**DESCRIPTION OF THE TASK**. In the glaze comment thread below, what expression did the fix for hashing unicode characters use in place of casting char bytes directly to uint64_t?

**DOCUMENT**.
+---+

Giter VIP home page Giter VIP logo

Comments (7)

stephenberry avatar stephenberry commented on May 24, 2024 2

@Nukoooo, I think I fixed the bug with #670. The issue was with hashing unicode characters, I was casting char bytes to uint64_t, which would make the values enormous for unicode bytes. The fix was to use: uint64_t(uint8_t(character)), this way the uint64_t value is between 0 and 255 as intended.

If you run into more issues, please let me know. And, thanks so much for pointing this out!

from glaze.

stephenberry avatar stephenberry commented on May 24, 2024

Thanks for this bug report. Could you share some of the unicode keys that are failing for you? I haven't tested much with unicode keys, so I'll have to look into it and add more unit tests.

from glaze.

Nukoooo avatar Nukoooo commented on May 24, 2024

Sure, the struct for one of my csv files

struct FishRecord
{
     float Duration;
     float FishSize;
     std::uint8_t Amount;

     std::string FishBaitName;
     std::string SurfaceSlapFishName;
     std::string MoochFishName;
     std::string BuffName;
     std::string FishingSpotPlaceName;

     std::string BiteTypeName;
     std::string CaughtFishName;
     std::string HooksetName;
};

template <>
struct glz::meta<FishRecord>
{
    using T = FishRecord;
    static constexpr auto value = object("上钩的鱼", &T::CaughtFishName, //
                                         "间隔", &T::Duration, //
                                         "尺寸", &T::FishSize, //
                                         "数量", &T::Amount, //
                                         "鱼饵", &T::FishBaitName, //
                                         "拍水的鱼", &T::SurfaceSlapFishName, //
                                         "以小钓大的鱼", &T::MoochFishName, //
                                         "Buff", &T::BuffName, //
                                         "钓场", &T::FishingSpotPlaceName, //
                                         "咬钩类型", &T::BiteTypeName, //
                                         "提钩类型", &T::HooksetName //
    );
};

from glaze.

+---+

**RECORDS SHOWN**.

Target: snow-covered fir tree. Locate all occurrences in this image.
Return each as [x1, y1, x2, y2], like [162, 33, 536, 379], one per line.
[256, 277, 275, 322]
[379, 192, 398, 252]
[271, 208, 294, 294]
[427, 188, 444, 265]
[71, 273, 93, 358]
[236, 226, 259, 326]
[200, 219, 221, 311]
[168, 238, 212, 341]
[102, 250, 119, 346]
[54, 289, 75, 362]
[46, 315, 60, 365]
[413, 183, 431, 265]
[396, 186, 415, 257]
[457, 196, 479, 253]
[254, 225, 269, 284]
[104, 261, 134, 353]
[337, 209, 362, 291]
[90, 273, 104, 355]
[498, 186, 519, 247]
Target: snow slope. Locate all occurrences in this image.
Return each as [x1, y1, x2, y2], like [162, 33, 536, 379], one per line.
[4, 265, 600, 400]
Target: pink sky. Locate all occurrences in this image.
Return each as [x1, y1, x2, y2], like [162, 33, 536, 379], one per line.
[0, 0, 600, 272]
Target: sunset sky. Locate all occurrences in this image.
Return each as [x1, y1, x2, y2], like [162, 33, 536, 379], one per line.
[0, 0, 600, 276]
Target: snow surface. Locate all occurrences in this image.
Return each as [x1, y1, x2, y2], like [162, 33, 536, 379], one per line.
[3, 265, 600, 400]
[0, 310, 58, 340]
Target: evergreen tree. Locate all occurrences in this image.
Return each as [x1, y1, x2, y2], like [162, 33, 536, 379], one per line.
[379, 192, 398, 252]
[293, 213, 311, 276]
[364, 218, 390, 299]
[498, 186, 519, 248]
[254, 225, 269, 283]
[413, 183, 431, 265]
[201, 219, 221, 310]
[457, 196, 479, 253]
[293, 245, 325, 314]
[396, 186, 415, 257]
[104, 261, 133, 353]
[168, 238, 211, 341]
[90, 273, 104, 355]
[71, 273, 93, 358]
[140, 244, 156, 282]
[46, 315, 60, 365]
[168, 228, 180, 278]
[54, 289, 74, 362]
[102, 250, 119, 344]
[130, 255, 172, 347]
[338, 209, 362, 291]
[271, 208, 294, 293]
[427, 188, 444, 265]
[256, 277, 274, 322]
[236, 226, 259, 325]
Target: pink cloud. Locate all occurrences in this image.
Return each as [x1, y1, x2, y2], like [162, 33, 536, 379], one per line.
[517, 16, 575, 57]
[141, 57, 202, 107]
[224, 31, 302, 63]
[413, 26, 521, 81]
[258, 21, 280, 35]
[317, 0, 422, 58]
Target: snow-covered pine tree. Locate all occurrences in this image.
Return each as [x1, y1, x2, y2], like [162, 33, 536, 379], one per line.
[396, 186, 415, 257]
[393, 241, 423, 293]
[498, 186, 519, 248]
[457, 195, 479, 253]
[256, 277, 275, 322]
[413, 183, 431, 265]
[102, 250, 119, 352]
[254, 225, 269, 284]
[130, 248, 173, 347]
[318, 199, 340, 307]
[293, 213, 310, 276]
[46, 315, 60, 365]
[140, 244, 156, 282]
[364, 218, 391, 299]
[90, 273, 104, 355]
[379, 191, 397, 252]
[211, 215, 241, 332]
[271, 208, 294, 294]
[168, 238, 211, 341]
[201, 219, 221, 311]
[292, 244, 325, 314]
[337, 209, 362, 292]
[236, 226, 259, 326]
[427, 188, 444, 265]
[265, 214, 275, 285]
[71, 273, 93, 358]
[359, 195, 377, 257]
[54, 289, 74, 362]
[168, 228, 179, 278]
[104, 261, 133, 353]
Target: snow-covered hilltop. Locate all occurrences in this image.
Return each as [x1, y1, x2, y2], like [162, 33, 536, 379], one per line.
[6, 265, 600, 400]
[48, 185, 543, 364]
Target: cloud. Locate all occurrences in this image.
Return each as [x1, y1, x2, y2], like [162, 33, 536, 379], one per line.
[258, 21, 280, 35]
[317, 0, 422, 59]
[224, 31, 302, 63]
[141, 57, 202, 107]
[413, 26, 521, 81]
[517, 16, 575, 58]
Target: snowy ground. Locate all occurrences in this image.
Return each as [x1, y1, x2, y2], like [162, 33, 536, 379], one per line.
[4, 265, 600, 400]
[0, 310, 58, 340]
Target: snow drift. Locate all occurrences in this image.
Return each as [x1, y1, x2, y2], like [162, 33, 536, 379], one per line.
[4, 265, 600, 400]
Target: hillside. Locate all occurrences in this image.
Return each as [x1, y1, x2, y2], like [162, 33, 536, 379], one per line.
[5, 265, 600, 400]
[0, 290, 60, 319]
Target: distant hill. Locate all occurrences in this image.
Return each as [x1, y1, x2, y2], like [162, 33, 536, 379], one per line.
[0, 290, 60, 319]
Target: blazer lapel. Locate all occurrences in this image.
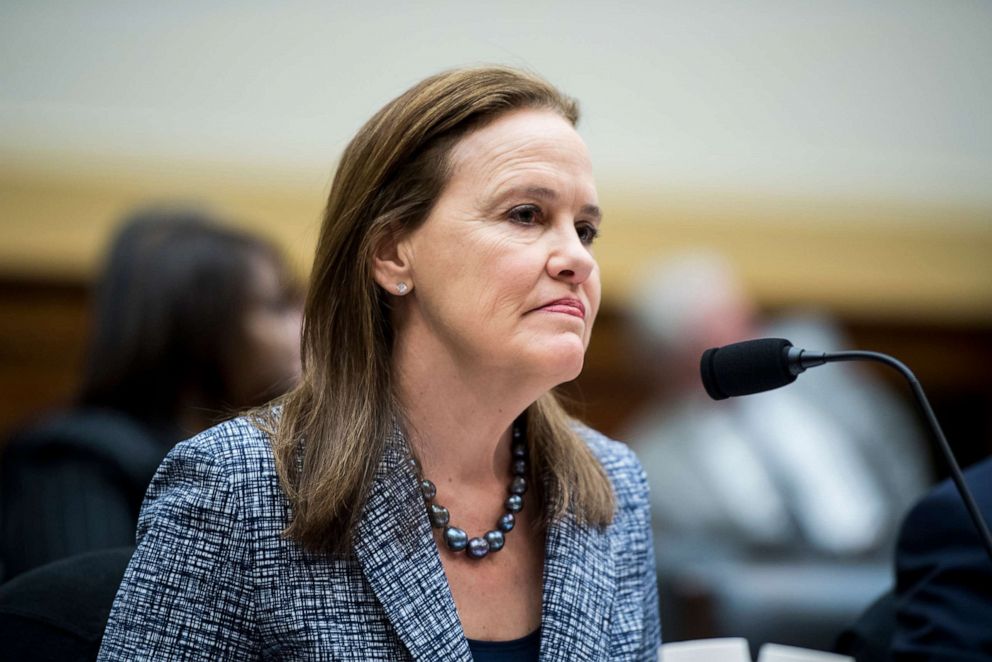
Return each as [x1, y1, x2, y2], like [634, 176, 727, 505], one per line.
[541, 513, 616, 660]
[355, 431, 472, 660]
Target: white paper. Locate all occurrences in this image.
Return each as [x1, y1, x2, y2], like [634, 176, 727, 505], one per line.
[658, 637, 751, 662]
[758, 644, 854, 662]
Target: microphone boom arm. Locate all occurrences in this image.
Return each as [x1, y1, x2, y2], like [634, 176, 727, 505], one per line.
[812, 347, 992, 560]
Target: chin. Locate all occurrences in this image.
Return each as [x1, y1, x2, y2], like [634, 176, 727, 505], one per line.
[533, 339, 586, 388]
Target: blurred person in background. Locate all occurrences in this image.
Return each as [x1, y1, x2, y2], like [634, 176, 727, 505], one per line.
[99, 67, 661, 662]
[626, 251, 930, 647]
[0, 208, 302, 579]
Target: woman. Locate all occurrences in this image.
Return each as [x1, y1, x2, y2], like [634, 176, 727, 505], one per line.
[101, 68, 660, 660]
[0, 208, 301, 578]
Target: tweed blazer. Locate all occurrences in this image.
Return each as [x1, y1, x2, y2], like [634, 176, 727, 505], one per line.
[99, 418, 661, 660]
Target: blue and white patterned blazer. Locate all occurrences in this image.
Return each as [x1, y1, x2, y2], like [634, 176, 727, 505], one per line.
[99, 419, 661, 661]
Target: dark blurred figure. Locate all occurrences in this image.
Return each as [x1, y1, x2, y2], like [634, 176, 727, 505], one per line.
[0, 209, 302, 579]
[835, 458, 992, 662]
[622, 252, 929, 649]
[892, 458, 992, 662]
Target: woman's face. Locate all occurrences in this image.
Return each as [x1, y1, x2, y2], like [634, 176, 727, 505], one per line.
[392, 110, 601, 388]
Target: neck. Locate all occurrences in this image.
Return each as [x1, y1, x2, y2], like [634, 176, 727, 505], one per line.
[393, 330, 541, 485]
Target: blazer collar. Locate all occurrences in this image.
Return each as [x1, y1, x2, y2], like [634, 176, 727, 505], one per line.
[355, 430, 472, 661]
[355, 430, 615, 661]
[541, 513, 616, 660]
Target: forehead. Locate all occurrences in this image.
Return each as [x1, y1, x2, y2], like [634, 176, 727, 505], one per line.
[449, 109, 595, 197]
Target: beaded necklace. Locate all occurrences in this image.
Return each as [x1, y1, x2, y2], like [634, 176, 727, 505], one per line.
[410, 419, 527, 559]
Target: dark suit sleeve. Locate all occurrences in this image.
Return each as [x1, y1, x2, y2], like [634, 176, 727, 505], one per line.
[892, 461, 992, 662]
[3, 455, 136, 576]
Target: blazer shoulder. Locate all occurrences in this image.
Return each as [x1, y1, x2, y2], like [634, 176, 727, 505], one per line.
[170, 416, 274, 472]
[574, 423, 648, 508]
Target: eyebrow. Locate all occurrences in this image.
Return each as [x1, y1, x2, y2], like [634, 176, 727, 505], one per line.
[486, 186, 603, 221]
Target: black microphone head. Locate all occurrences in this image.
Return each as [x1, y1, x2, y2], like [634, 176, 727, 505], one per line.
[699, 338, 796, 400]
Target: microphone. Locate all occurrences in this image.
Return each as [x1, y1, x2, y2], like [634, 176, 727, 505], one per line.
[699, 338, 992, 560]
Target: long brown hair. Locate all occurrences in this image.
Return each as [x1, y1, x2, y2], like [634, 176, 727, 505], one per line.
[270, 67, 614, 554]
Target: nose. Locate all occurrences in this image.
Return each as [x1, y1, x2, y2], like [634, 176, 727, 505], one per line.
[547, 221, 596, 285]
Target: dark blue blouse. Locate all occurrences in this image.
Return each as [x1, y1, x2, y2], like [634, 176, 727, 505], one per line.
[468, 628, 541, 662]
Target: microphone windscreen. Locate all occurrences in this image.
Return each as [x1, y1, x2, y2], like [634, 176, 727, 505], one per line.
[699, 338, 796, 400]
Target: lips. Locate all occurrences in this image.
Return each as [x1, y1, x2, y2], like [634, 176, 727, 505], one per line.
[538, 299, 586, 320]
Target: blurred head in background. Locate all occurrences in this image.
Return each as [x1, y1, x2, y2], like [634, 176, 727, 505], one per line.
[79, 208, 302, 439]
[632, 250, 759, 395]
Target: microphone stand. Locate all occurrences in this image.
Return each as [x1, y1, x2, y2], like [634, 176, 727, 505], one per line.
[787, 347, 992, 560]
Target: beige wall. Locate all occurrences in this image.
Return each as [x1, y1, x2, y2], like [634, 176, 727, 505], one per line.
[0, 164, 992, 325]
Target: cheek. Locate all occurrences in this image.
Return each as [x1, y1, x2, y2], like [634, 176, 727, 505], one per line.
[583, 267, 602, 347]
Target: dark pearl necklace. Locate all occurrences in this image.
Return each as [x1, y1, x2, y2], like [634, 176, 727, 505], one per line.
[410, 421, 527, 559]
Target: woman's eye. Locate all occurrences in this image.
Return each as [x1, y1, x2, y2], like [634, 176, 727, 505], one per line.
[509, 205, 541, 225]
[575, 223, 599, 246]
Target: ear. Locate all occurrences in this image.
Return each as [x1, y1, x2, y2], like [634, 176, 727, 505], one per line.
[372, 234, 413, 296]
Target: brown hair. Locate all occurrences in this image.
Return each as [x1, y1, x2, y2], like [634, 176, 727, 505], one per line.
[263, 67, 614, 554]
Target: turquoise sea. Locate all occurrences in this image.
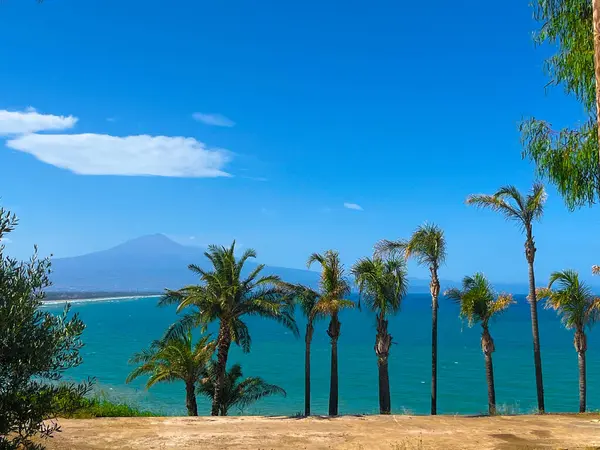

+---+

**RESULT OF THIS TASK**. uint64_t(uint8_t(character))